**Data:**
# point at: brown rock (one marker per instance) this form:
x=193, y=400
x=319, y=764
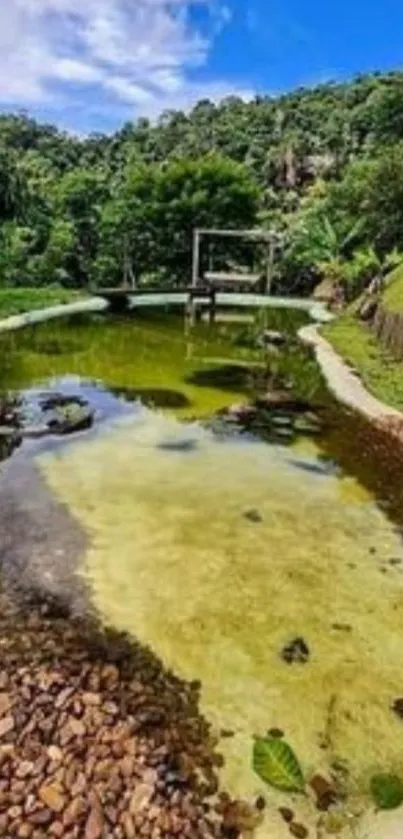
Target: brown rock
x=25, y=831
x=55, y=754
x=51, y=796
x=5, y=704
x=6, y=725
x=41, y=817
x=30, y=804
x=74, y=811
x=110, y=674
x=63, y=697
x=325, y=794
x=56, y=829
x=4, y=679
x=24, y=769
x=93, y=699
x=141, y=798
x=298, y=830
x=15, y=812
x=398, y=707
x=111, y=708
x=286, y=814
x=79, y=785
x=128, y=826
x=127, y=766
x=94, y=827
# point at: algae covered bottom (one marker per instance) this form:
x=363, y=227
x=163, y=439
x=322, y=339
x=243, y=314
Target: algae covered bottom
x=220, y=554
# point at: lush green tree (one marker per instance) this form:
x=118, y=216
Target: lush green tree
x=148, y=226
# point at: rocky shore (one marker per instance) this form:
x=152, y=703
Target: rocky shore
x=97, y=740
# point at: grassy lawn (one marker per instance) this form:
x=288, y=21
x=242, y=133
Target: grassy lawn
x=14, y=301
x=380, y=374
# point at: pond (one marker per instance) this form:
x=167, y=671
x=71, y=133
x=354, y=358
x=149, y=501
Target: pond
x=221, y=551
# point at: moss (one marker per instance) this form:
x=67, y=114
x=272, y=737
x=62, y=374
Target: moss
x=174, y=560
x=14, y=301
x=380, y=373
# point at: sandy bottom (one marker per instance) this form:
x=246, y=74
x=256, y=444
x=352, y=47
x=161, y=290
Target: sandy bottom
x=174, y=560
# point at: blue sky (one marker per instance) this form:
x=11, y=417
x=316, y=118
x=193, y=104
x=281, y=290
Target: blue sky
x=90, y=65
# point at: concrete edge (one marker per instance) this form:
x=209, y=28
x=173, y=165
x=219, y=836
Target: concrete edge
x=92, y=304
x=346, y=385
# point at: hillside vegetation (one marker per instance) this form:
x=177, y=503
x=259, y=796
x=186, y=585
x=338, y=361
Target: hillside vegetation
x=322, y=166
x=393, y=295
x=380, y=371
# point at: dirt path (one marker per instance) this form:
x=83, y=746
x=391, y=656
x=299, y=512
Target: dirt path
x=343, y=382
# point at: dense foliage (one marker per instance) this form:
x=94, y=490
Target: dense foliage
x=324, y=167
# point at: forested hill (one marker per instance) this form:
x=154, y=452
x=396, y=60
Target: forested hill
x=323, y=165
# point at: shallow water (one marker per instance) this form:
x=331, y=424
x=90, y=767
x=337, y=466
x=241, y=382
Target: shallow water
x=174, y=560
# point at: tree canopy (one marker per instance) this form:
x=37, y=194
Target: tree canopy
x=324, y=166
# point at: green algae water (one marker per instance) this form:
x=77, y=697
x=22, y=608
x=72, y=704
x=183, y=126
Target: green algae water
x=175, y=559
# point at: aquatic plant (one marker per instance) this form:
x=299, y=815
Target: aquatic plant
x=275, y=762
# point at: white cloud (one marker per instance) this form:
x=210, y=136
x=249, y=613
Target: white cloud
x=135, y=54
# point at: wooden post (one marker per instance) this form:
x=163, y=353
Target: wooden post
x=212, y=306
x=270, y=266
x=196, y=258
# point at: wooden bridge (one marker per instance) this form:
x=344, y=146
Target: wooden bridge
x=208, y=297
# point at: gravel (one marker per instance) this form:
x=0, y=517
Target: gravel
x=98, y=740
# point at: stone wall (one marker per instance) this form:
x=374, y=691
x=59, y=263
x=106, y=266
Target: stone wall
x=388, y=328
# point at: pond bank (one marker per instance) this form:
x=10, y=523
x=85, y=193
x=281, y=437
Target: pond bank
x=346, y=385
x=97, y=739
x=92, y=304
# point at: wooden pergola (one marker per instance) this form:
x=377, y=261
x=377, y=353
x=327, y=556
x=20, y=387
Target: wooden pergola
x=233, y=279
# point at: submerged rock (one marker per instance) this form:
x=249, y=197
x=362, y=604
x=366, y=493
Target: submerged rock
x=52, y=401
x=397, y=707
x=272, y=337
x=253, y=515
x=278, y=399
x=307, y=425
x=178, y=445
x=10, y=438
x=70, y=418
x=297, y=651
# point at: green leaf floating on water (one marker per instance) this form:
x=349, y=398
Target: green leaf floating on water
x=275, y=762
x=387, y=791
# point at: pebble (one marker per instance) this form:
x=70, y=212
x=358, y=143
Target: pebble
x=94, y=827
x=6, y=725
x=276, y=732
x=297, y=651
x=286, y=814
x=298, y=830
x=253, y=516
x=397, y=707
x=5, y=704
x=52, y=797
x=101, y=748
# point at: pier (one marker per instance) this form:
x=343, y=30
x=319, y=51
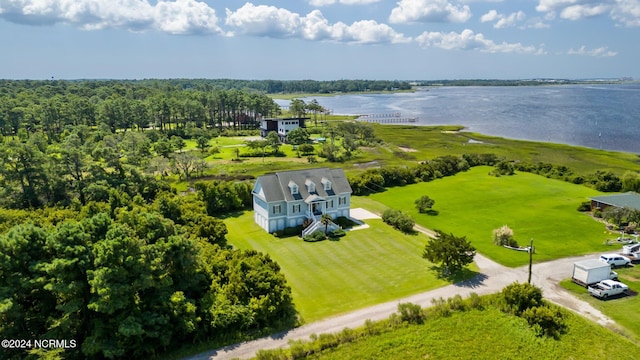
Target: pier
x=389, y=118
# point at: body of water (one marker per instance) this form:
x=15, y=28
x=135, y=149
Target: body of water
x=596, y=116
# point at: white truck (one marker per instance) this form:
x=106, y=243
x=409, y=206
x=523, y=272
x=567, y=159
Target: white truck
x=588, y=272
x=608, y=288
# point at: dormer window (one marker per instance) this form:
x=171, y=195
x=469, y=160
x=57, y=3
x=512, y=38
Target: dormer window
x=293, y=187
x=326, y=184
x=311, y=186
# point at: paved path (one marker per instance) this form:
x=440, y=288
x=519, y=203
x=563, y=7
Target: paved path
x=492, y=278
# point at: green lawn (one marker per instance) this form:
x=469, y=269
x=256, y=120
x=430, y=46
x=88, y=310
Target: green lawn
x=365, y=267
x=488, y=334
x=473, y=204
x=623, y=310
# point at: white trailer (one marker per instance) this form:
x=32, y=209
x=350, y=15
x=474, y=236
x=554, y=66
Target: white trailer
x=588, y=272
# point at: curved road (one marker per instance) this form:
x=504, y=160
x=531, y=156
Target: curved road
x=492, y=278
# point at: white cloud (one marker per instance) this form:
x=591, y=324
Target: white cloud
x=263, y=20
x=345, y=2
x=492, y=15
x=577, y=12
x=175, y=17
x=625, y=12
x=503, y=21
x=429, y=11
x=598, y=52
x=467, y=40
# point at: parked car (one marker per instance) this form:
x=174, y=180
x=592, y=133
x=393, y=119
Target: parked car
x=615, y=259
x=630, y=249
x=607, y=288
x=588, y=272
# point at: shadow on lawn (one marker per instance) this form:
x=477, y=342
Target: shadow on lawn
x=461, y=278
x=233, y=214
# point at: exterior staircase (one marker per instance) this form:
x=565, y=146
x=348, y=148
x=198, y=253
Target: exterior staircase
x=317, y=225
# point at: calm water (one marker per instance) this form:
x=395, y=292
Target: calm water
x=600, y=116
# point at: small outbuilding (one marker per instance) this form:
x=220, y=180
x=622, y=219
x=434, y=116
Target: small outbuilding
x=630, y=200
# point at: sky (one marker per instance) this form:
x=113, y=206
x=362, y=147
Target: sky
x=319, y=39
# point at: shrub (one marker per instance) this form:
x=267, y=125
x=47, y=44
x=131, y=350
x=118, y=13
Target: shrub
x=504, y=236
x=336, y=233
x=398, y=220
x=290, y=231
x=411, y=313
x=424, y=204
x=545, y=321
x=585, y=206
x=503, y=168
x=520, y=297
x=344, y=222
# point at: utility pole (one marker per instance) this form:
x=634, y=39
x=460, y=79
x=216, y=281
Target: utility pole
x=530, y=260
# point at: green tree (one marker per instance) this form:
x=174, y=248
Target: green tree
x=178, y=143
x=298, y=136
x=298, y=107
x=203, y=143
x=163, y=147
x=450, y=251
x=25, y=304
x=424, y=204
x=22, y=167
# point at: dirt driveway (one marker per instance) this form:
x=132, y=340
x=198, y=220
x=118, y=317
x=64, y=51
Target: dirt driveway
x=492, y=278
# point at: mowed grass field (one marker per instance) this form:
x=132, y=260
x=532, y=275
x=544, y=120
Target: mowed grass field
x=473, y=204
x=365, y=267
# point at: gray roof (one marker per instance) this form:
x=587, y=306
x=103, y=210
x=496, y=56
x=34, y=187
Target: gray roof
x=275, y=187
x=627, y=200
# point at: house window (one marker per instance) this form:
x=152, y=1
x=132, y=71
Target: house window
x=326, y=184
x=293, y=187
x=311, y=186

**Task to carry out:** Return exactly the lines of the data, and only those, from the line with "Target: dirt driveway" through the last line, inclusive.

**Written solution:**
Target: dirt driveway
x=492, y=278
# point at: mowed grass field (one marker per instance) this form:
x=132, y=260
x=532, y=275
x=544, y=120
Target: mowed grass field
x=473, y=204
x=365, y=267
# point at: gray roof (one marker per instance) this form:
x=587, y=306
x=103, y=210
x=496, y=56
x=34, y=187
Target: gray roof
x=275, y=187
x=627, y=200
# point at: house window (one marker per instance) this form:
x=152, y=1
x=132, y=71
Target: house window
x=326, y=184
x=293, y=187
x=311, y=186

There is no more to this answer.